Nothing but the lines from the one with "Could you please drop a point on the white window" through the final line of the entries below should be written out, each exactly as given.

* _Information given_
━━━━━━━━━━

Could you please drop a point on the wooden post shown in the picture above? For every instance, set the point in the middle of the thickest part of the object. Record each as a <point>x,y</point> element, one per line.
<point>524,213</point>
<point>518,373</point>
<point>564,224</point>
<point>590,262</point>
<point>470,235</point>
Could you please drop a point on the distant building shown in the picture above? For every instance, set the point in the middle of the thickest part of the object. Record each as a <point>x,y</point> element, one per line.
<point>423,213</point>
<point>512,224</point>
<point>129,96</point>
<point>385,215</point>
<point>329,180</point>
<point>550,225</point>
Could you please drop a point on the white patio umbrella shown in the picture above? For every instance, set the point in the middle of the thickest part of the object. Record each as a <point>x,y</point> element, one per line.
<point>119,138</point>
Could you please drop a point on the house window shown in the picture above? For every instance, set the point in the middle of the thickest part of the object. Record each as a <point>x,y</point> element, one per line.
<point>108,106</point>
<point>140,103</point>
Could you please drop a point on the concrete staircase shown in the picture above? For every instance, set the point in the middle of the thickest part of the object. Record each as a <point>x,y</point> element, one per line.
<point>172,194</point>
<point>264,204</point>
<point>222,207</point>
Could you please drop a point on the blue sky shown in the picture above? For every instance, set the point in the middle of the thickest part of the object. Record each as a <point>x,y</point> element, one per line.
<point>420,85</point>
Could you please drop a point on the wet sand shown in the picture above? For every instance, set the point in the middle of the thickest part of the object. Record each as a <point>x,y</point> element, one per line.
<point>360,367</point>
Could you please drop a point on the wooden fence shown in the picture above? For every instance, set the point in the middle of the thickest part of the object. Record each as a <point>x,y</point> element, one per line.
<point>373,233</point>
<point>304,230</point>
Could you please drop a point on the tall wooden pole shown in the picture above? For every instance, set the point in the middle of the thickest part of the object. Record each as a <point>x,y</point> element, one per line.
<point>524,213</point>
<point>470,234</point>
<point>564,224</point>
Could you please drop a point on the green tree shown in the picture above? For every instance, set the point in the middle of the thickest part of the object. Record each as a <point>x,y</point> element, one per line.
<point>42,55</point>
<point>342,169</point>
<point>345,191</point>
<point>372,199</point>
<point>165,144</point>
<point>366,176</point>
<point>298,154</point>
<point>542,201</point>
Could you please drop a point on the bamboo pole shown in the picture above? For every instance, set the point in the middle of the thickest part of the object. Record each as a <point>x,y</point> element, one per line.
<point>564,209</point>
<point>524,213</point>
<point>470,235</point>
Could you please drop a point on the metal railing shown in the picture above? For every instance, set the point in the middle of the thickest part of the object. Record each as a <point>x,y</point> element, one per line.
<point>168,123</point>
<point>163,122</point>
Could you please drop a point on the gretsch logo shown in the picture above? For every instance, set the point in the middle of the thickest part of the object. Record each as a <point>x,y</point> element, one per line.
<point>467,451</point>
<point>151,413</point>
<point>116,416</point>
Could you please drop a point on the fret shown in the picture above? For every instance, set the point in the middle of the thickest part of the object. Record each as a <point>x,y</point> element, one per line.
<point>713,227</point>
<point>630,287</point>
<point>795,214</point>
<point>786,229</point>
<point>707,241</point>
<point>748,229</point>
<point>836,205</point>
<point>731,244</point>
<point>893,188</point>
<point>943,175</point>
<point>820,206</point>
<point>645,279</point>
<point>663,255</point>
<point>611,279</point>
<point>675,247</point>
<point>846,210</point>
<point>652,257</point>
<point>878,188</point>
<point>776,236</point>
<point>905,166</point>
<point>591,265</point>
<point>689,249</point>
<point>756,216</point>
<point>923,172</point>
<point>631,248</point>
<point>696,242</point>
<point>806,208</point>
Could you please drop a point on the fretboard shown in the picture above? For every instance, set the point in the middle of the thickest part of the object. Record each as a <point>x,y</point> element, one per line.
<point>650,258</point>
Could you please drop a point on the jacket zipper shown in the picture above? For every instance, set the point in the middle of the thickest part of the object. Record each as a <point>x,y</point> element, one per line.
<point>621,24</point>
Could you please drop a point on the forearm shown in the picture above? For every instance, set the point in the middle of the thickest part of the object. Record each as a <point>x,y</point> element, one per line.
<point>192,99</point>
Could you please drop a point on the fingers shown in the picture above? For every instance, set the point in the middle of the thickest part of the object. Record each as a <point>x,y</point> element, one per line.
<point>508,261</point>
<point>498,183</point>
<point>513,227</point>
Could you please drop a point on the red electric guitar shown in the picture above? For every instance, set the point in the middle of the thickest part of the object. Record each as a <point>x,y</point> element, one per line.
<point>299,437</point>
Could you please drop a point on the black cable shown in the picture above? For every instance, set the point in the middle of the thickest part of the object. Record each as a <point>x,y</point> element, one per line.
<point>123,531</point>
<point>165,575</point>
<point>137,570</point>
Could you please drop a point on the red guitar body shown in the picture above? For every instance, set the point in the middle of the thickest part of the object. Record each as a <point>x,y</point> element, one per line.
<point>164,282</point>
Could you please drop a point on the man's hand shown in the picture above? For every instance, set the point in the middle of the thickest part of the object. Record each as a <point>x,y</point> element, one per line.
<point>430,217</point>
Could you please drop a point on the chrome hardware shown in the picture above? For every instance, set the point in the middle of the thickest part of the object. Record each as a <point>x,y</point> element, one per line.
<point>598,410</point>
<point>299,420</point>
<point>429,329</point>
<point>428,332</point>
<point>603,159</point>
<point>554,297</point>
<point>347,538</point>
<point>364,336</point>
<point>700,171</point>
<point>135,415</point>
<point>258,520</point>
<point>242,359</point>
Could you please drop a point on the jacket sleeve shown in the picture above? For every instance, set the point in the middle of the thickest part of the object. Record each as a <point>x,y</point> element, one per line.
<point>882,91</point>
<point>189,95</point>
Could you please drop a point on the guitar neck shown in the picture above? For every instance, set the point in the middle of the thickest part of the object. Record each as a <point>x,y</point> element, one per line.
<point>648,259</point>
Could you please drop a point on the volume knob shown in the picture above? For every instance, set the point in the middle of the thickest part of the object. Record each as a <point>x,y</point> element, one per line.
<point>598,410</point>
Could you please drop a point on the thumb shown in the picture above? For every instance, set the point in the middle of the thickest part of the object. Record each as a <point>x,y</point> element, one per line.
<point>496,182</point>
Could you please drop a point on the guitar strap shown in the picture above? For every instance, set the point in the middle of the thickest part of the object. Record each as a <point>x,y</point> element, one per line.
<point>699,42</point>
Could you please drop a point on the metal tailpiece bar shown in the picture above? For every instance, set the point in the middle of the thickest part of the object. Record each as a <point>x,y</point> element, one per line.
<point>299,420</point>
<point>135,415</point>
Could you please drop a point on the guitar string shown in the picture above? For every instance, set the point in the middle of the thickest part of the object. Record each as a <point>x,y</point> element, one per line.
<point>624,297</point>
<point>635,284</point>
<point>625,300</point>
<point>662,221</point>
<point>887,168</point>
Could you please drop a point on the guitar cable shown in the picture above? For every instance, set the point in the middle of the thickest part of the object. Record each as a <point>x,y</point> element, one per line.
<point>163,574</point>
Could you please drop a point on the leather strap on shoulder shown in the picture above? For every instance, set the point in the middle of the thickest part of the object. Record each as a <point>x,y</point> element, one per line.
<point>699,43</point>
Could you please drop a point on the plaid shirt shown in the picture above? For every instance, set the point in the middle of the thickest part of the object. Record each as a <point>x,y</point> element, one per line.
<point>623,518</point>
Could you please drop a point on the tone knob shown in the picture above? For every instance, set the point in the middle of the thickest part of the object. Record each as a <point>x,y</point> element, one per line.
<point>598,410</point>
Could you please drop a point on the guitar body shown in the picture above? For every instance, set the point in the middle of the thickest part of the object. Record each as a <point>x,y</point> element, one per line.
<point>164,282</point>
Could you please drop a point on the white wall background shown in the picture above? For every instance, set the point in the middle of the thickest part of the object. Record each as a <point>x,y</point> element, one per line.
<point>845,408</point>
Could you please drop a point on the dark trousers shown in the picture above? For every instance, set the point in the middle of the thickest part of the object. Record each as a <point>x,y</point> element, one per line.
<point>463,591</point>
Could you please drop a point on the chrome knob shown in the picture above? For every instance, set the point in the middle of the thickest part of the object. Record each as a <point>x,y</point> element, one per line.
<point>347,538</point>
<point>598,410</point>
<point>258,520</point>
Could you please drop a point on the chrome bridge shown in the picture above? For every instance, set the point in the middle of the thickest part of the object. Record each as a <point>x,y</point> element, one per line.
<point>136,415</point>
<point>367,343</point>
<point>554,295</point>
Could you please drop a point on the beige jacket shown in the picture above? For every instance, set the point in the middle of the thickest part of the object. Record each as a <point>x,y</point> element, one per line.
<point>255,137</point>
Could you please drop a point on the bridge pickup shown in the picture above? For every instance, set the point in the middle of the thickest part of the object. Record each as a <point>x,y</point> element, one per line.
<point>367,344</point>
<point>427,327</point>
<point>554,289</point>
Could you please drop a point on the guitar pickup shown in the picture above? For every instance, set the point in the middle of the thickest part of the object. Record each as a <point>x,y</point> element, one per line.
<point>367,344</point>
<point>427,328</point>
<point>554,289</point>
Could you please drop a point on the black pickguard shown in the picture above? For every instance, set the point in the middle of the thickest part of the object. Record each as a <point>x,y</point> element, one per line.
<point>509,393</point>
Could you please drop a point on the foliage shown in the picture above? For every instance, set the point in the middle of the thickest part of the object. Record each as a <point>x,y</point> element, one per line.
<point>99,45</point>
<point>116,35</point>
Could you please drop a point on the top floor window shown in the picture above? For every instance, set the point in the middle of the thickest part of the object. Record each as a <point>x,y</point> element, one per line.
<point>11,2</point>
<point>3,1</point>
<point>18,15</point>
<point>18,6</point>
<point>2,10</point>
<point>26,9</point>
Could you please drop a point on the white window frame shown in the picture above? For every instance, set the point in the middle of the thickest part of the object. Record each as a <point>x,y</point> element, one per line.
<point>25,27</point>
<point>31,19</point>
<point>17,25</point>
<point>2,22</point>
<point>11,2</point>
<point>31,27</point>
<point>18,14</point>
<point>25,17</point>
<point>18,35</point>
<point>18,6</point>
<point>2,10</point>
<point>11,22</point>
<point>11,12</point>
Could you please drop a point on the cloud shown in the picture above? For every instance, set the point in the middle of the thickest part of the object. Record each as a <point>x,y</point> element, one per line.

━━━━━━━━━━

* _Exercise result_
Could you please drop a point on the white window frame shown in the picture above? For every instance, set the point in the middle of the thickest part of the object. Record each as a <point>x,y</point> element, one per line.
<point>25,27</point>
<point>31,19</point>
<point>17,25</point>
<point>2,22</point>
<point>11,2</point>
<point>31,27</point>
<point>18,14</point>
<point>25,17</point>
<point>18,35</point>
<point>18,6</point>
<point>2,10</point>
<point>11,22</point>
<point>11,12</point>
Could you please drop a point on the cloud shown in the picture above? For every instance, set the point in the middle of the thickest part of the object. Record each as a <point>x,y</point> element, one per line.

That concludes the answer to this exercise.